• _Set exercise_
Please extract every line of the data below that contains the string "TARGET", and copy each one unchanged.

• _Extracted information_
▼
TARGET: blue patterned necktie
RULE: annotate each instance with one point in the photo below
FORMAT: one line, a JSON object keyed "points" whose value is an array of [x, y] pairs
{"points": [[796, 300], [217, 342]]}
▲
▼
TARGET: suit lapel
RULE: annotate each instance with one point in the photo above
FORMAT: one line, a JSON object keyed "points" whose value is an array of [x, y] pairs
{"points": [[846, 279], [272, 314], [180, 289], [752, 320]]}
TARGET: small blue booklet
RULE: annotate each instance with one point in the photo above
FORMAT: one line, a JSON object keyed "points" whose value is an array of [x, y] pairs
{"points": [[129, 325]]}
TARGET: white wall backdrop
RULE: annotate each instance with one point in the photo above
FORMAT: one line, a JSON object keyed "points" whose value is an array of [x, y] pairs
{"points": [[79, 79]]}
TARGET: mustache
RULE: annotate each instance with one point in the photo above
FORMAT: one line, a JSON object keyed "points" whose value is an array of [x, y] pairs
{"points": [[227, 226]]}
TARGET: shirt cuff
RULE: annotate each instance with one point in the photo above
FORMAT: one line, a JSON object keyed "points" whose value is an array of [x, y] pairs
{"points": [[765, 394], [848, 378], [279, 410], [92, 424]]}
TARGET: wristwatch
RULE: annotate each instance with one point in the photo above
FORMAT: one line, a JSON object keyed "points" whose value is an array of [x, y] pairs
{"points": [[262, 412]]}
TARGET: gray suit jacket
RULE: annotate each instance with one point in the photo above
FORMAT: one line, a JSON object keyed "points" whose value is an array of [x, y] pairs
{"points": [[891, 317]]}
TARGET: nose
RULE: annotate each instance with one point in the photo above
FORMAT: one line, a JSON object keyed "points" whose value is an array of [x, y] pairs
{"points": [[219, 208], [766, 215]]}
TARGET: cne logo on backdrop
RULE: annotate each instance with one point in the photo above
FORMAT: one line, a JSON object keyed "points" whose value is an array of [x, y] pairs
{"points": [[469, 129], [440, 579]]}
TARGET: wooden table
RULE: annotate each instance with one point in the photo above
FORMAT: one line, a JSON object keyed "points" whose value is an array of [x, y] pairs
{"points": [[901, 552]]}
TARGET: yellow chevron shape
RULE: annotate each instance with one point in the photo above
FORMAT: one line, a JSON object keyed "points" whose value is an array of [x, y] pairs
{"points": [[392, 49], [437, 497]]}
▲
• _Solution_
TARGET: blue patterned necktie
TARGET: suit lapel
TARGET: small blue booklet
TARGET: white wall backdrop
TARGET: mustache
TARGET: shirt cuff
TARGET: wristwatch
TARGET: gray suit jacket
TARGET: nose
TARGET: cne logo on backdrop
TARGET: wooden table
TARGET: yellow chevron shape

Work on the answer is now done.